## WHAT THE TASK REQUIRES
Starting at the line that contains "of the flag." and continuing through the last of the lines, reproduce those lines with their requests, rescaling only the keypoint coordinates in the answers by 2.1 and rounding each to a whole number, halves up. Leave the sample coordinates in the requests unchanged.

[Dataset items]

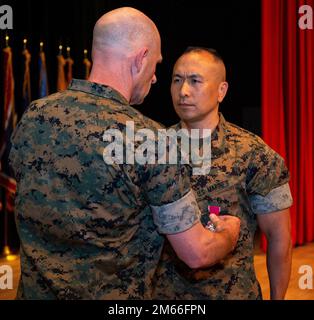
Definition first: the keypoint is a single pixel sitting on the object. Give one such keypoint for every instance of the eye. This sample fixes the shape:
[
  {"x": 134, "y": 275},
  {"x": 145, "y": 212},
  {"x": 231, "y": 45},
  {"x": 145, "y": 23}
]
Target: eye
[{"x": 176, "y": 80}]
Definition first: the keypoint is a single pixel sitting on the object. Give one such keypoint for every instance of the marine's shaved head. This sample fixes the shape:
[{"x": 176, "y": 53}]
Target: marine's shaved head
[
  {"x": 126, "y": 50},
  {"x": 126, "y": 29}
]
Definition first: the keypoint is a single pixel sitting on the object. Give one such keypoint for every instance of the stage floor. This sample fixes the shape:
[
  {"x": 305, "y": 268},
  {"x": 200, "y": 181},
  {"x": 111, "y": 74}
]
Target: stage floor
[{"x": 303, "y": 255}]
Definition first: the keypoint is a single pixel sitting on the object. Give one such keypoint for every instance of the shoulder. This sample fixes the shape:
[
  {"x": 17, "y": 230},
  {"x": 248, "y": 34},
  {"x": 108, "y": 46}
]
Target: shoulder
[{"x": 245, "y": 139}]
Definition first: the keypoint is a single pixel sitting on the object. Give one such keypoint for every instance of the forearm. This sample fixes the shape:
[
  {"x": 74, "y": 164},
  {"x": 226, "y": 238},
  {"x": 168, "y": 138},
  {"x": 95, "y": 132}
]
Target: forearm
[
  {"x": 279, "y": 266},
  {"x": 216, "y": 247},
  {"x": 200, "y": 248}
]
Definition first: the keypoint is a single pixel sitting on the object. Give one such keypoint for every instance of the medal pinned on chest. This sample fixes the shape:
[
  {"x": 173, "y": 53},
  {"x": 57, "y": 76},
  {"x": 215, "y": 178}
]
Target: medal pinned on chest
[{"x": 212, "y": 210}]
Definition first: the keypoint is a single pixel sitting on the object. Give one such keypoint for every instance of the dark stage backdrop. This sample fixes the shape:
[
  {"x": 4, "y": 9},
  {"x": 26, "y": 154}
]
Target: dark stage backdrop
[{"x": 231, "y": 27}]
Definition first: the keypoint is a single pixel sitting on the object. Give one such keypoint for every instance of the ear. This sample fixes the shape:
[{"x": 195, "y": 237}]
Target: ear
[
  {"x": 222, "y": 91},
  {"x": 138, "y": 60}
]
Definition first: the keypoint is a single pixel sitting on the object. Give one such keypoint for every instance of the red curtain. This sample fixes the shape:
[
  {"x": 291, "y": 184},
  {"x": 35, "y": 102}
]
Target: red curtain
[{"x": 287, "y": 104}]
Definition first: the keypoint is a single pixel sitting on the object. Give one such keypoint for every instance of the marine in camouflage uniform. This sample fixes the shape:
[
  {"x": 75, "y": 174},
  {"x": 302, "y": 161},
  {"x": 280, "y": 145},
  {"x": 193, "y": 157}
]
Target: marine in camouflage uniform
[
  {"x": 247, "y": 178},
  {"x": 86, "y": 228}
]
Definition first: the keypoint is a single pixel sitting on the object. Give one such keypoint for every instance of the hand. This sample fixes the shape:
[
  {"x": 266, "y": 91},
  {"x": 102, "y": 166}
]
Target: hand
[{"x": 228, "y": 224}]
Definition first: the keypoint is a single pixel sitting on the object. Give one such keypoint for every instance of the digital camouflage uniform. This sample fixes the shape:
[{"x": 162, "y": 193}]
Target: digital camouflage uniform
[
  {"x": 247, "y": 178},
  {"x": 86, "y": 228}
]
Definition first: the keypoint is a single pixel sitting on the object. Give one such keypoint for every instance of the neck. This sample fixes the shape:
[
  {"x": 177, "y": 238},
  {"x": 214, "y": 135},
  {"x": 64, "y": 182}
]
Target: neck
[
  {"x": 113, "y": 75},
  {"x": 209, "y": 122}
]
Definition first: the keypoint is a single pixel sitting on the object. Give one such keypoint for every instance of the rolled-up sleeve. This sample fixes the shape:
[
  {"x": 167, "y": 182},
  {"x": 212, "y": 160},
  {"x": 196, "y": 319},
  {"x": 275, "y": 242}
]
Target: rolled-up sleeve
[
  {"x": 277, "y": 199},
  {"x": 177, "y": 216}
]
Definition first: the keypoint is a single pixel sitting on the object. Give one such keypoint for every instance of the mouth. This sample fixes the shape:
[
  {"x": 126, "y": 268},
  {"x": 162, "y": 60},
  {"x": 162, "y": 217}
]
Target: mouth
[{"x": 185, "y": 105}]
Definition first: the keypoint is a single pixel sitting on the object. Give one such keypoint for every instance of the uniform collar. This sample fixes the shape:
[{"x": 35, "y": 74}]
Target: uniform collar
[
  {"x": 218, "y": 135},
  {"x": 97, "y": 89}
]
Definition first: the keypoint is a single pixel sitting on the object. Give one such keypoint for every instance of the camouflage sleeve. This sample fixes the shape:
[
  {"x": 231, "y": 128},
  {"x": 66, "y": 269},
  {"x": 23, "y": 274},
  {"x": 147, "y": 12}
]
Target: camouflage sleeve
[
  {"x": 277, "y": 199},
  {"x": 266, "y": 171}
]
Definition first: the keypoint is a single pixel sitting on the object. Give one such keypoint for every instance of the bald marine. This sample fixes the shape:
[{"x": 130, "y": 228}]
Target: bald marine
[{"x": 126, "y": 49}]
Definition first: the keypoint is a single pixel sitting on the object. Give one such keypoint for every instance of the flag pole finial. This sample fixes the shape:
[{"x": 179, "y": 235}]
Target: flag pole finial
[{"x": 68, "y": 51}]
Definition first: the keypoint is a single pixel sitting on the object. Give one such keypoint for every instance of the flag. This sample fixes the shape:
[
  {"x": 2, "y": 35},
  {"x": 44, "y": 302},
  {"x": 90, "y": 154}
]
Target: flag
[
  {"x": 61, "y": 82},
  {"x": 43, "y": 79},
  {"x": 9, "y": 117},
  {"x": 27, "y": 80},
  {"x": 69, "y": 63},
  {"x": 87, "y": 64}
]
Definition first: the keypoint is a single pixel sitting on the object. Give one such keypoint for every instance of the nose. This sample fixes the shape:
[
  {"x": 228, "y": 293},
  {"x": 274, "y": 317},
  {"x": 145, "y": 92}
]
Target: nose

## WRITTEN ANSWER
Definition first: the keypoint is a single pixel sitting on the object. Give one such keypoint for every instance of the flag. This sample fixes the shape:
[
  {"x": 2, "y": 35},
  {"x": 44, "y": 302},
  {"x": 90, "y": 154}
]
Target: flag
[
  {"x": 128, "y": 172},
  {"x": 90, "y": 166},
  {"x": 19, "y": 246},
  {"x": 57, "y": 168},
  {"x": 145, "y": 132},
  {"x": 183, "y": 134}
]
Definition first: the keypoint is a single pixel sitting on the object. Give one such keypoint for every instance of the nose. This sample fixes the shape:
[
  {"x": 228, "y": 293},
  {"x": 274, "y": 317},
  {"x": 145, "y": 92}
]
Target: nose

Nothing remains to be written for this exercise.